### [Given task A]
In the passage on Hersh's reporting, who wrote the introduction to Chain of Command?
### [Given task B]
List every person named in the passage on Hersh's reporting.

### [Provided text]
________

Most electrifying of all, however, was his triple salvo on the abuse of
Iraqi prisoners in Abu Ghraib. It was Hersh who first revealed the full
extent of this torture, for which he traced the ultimate responsibility
carefully back to the upper reaches of the administration. ‘In each
successive report,’ writes David Remnick, the editor of the New Yorker,
in his introduction to Chain of Command, ‘it became clear that Abu
Ghraib was not an “isolated incident” but, rather, a concerted attempt
by the government and the military leadership to circumvent the Geneva
Conventions in order to extract intelligence and quell the Iraqi
insurgency.’ As Remnick points out, this reporting has ‘stood up over
time and in the face of a president whose calumny has turned out to be a
kind of endorsement’. Bush reportedly told Pakistan’s president, Pervez
Musharraf, that Hersh was ‘a liar’; after the third of his reports on
Abu Ghraib, a Pentagon spokesman announced that Hersh merely ‘threw a
lot of crap against the wall and he expects someone to peel off what’s
real. It’s a tapestry of nonsense.’

Earlier this year, Hersh turned his attention to Iran: to Bush’s desire
to bomb it and to America’s covert operations there. But while Hersh
believes the President would still dearly love to go after Iran, the
danger of that actually happening has now passed. Events, not least the
sinking of the global economy, have moved on. So he is shortly to write
about Syria instead, which he has recently visited. In the dying days of
the Bush administration, he says, it is noticeably easier to meet
contacts – Cheney, the enforcer, is a lot less powerful – and the
information he is getting is good. By coincidence, it was in Syria that
he first heard about what was going on inside Abu Ghraib, long before he
saw documentary evidence of it. ‘I got in touch with a guy inside Iraq
during the Prague Spring after the fall of Baghdad, a two-star guy from
the old regime. He came up to Damascus by cab. We talked for four days,
and one of the things we talked about was prisons. He told me that some
of the women inside had been sending messages to their fathers and
brothers asking them to come and kill them because they’d been molested.

________

### [Stored data]

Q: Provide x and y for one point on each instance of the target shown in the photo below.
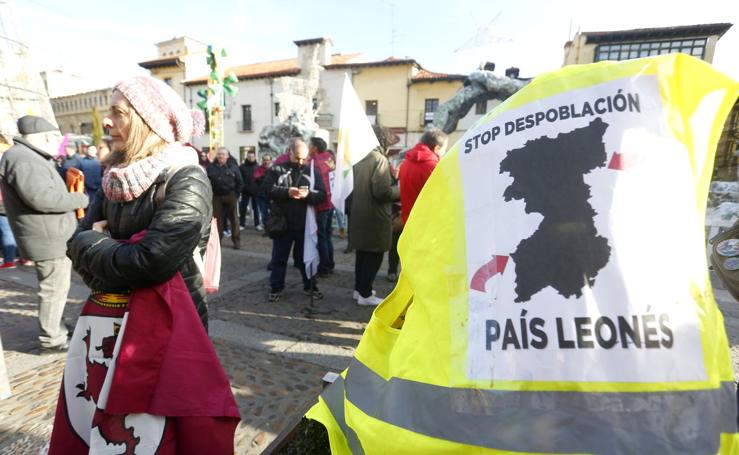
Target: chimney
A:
(512, 72)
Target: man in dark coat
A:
(370, 223)
(225, 178)
(325, 166)
(41, 215)
(289, 188)
(419, 163)
(249, 190)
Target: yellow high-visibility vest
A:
(554, 294)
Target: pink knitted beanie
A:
(162, 109)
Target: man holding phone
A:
(288, 185)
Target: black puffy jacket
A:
(225, 179)
(176, 226)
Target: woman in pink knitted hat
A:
(141, 370)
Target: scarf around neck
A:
(126, 183)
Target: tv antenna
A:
(484, 36)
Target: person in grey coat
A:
(41, 215)
(370, 223)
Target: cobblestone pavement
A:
(275, 354)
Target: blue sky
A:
(103, 40)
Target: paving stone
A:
(274, 354)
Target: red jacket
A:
(325, 165)
(419, 163)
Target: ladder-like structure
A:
(22, 90)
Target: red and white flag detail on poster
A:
(144, 379)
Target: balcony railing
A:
(244, 127)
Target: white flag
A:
(310, 242)
(356, 139)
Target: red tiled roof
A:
(429, 76)
(275, 68)
(391, 61)
(679, 31)
(159, 63)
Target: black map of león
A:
(566, 251)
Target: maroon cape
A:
(165, 366)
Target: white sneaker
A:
(369, 301)
(356, 295)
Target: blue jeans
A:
(9, 245)
(281, 252)
(325, 244)
(243, 203)
(340, 219)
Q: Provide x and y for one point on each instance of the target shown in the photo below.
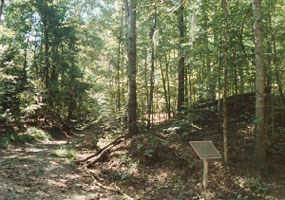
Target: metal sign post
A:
(205, 150)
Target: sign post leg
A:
(205, 173)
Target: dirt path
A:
(32, 172)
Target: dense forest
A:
(145, 78)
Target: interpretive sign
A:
(205, 150)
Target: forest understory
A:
(159, 163)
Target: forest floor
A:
(158, 164)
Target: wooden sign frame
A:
(205, 150)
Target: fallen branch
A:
(102, 152)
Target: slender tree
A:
(260, 88)
(181, 62)
(131, 45)
(226, 63)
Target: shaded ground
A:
(32, 172)
(158, 164)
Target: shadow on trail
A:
(32, 172)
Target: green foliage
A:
(31, 135)
(4, 142)
(64, 152)
(150, 149)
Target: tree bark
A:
(132, 95)
(1, 8)
(181, 62)
(225, 96)
(260, 88)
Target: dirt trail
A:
(32, 172)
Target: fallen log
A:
(102, 152)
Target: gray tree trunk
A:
(260, 88)
(131, 44)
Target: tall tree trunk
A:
(119, 64)
(260, 89)
(132, 71)
(163, 77)
(181, 62)
(1, 8)
(226, 63)
(151, 90)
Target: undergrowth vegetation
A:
(30, 135)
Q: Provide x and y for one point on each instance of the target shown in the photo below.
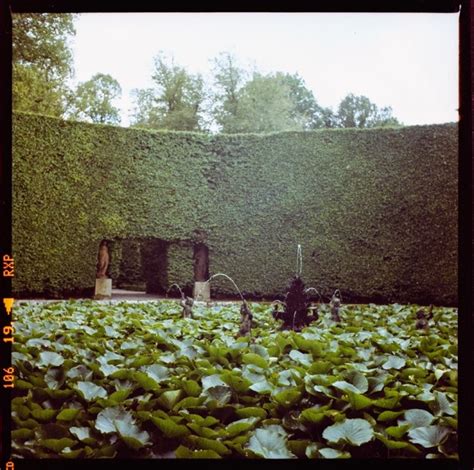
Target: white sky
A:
(406, 61)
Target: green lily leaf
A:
(250, 412)
(192, 388)
(121, 421)
(203, 431)
(55, 378)
(79, 372)
(43, 415)
(353, 431)
(22, 434)
(212, 381)
(397, 431)
(67, 414)
(169, 428)
(57, 445)
(441, 405)
(345, 386)
(270, 442)
(222, 395)
(209, 444)
(251, 358)
(183, 452)
(157, 372)
(328, 453)
(288, 397)
(81, 433)
(262, 386)
(389, 415)
(105, 422)
(48, 359)
(428, 436)
(130, 433)
(300, 358)
(394, 362)
(417, 418)
(358, 401)
(240, 426)
(120, 395)
(90, 391)
(170, 398)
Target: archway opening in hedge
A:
(140, 264)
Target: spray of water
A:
(299, 261)
(338, 292)
(179, 288)
(315, 290)
(231, 280)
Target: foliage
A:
(229, 77)
(359, 111)
(374, 210)
(93, 100)
(175, 102)
(136, 380)
(264, 104)
(42, 62)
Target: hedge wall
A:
(374, 210)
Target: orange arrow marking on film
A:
(8, 305)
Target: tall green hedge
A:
(374, 210)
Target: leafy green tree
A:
(229, 78)
(359, 111)
(94, 100)
(175, 102)
(42, 62)
(264, 105)
(307, 113)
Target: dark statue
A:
(187, 304)
(295, 315)
(245, 320)
(102, 260)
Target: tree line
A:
(234, 100)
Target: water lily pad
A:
(43, 415)
(67, 414)
(57, 445)
(353, 431)
(329, 453)
(48, 358)
(359, 401)
(394, 362)
(417, 418)
(263, 386)
(169, 428)
(250, 411)
(270, 442)
(91, 391)
(252, 358)
(192, 388)
(441, 405)
(170, 398)
(183, 452)
(428, 436)
(301, 358)
(240, 426)
(81, 433)
(212, 381)
(288, 397)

________

### [Solution A]
David Remnick, the editor of the New Yorker.

### [Solution B]
Hersh, David Remnick, Bush, Pervez Musharraf, Cheney